→ **Exercise set**:
[1] Please repeat the part of the What Things Want text that begins at the words "On the making" and stops after the words "of that engagement.".
[2] Pick up the What Things Want text on Benjamin Verdonck's theatre after its last sentence and continue it.

===== Supplied text =====

What Things Want

What Things Want

On the making of the tiger eats the zebra and the bird, alarmed, takes off and theatre in times of climate catastrophe

How does art become political? How do you reflect the silence of the non-existent public debate on the climate catastrophe? How do you present theatre in an ecological system that is increasingly and irreparably changing? How do you make work that is sustainable?

Benjamin Verdonck is searching for answers. His political engagement has inspired a broad collection of performances, installations, actions and charters. The tiger eats the zebra and the bird, alarmed, takes off, ‘a peep show onto the whole wide world’, is both a continuation and a new phase of that engagement.

The place of things

The show is a sequel to Verdonck’s growing series of small, mobile installations, such as One More Thing (2014), Gille leert lezen (2016) and Waldeinsamkeit (2018): miniature theatre shows that were made with simple means and are ideal for traveling lightly. On the one hand, Verdonck seems to be increasingly moving away from theatre: only shapes and planes come into view, in a bit of appropriated time. On the other hand, he is falling back on age-old theatre traditions: peep shows, tabletop theatre and the Theater der Dingen (Theatre of Objects), where puppets, figures and objects inhabit the stage. He breaks theatrical codes and plays with them. He presents tangible theatre that can be set up anywhere and at any time, and can appeal to everyone – even audiences unfamiliar with art.

===== Records provided =====

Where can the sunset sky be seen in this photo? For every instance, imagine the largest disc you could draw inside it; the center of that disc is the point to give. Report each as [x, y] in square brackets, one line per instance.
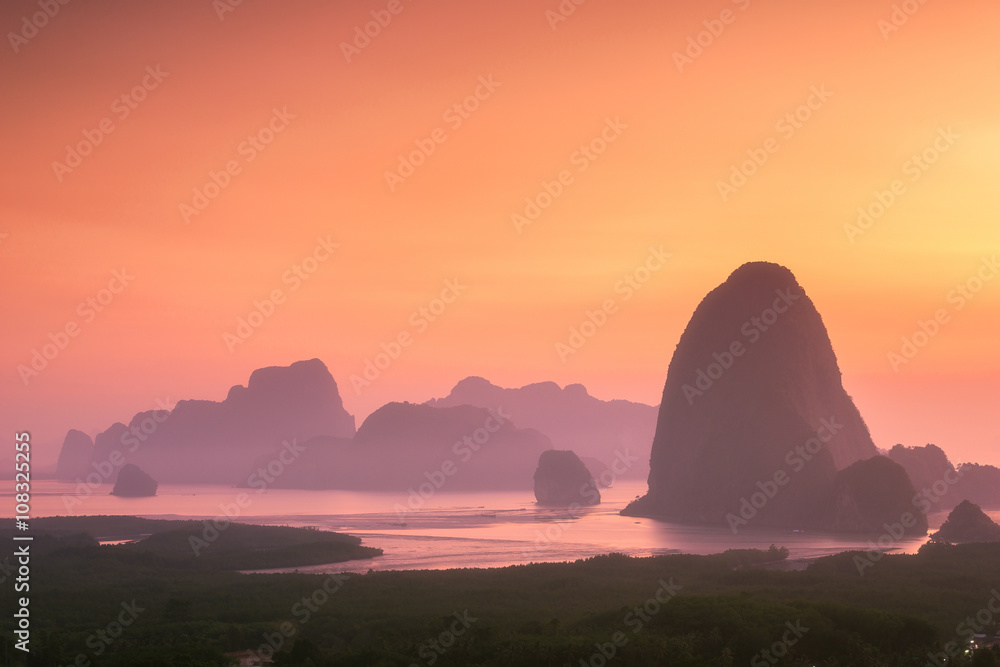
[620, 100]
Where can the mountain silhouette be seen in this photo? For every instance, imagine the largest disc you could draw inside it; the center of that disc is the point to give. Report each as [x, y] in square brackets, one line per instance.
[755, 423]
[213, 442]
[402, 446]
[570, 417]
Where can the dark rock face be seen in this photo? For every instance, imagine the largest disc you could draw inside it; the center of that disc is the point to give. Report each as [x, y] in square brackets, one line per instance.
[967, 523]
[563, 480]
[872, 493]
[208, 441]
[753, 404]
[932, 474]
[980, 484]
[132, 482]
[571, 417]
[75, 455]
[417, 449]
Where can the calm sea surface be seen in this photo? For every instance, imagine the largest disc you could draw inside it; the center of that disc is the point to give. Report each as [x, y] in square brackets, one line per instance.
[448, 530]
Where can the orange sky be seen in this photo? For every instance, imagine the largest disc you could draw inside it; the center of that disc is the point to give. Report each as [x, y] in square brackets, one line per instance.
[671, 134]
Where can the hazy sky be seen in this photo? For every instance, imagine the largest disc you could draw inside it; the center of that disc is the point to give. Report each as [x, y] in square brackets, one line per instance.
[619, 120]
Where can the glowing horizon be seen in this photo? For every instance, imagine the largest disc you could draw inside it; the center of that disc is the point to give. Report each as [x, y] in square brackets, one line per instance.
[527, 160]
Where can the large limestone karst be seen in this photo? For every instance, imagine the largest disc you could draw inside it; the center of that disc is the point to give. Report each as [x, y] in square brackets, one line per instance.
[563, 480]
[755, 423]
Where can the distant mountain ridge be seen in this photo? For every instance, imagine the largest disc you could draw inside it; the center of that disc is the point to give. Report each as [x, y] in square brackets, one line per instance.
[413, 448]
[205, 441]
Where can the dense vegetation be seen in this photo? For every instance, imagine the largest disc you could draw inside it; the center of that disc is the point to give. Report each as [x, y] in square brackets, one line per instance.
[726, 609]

=====

→ **Written responses**:
[1]
On the making of the tiger eats the zebra and the bird, alarmed, takes off and theatre in times of climate catastrophe

How does art become political? How do you reflect the silence of the non-existent public debate on the climate catastrophe? How do you present theatre in an ecological system that is increasingly and irreparably changing? How do you make work that is sustainable?

Benjamin Verdonck is searching for answers. His political engagement has inspired a broad collection of performances, installations, actions and charters. The tiger eats the zebra and the bird, alarmed, takes off, ‘a peep show onto the whole wide world’, is both a continuation and a new phase of that engagement.

[2]
That’s how this show also started out. the tiger eats the zebra and the bird, alarmed, takes off was inspired by a scale model that Verdonck made for Extinction Rebellion. Lukas Van Haesbroeck and other members of his team were fascinated by the volume of the figures in the model. They wanted to enlarge the whole. Verdonck had always been able to manipulate such objects, but what if he made them bigger than himself? What if this model were to occupy the entire stage? What if these figures were life-sized and given space? What if they could dance? In recent years, his mini theatres had become bigger and bigger, as in the case of notallwhowanderarelost (2014) and of Liedje voor Gigi (2018). Here, however, the increase in scale is extreme. A planetarium of gliding shapes and planes fills the stage. The result is a cascading series of occurrences.

A striking consequence of this increase in scale is the alteration of perspective. Verdonck’s mini theatres seem to have stepped out of a baroque tradition in which all lines converge at one point to form a perfect, privileged viewing position. This arrangement of the space, this establishment of the perspective of the audience, is one of the most important basic principles of theatre. But the ‘planetarium of adhesive tape’ couldn’t care less about that central perspective. Although the arrangement is the same (an enlarged model of a peep show), the number of possible perspectives is infinite. The objects can radiate and reflect light, so that the angle you are looking from determines how the figures are distorted. From every seat, you see a different show. There are objects you sometimes get to see, and others you never see.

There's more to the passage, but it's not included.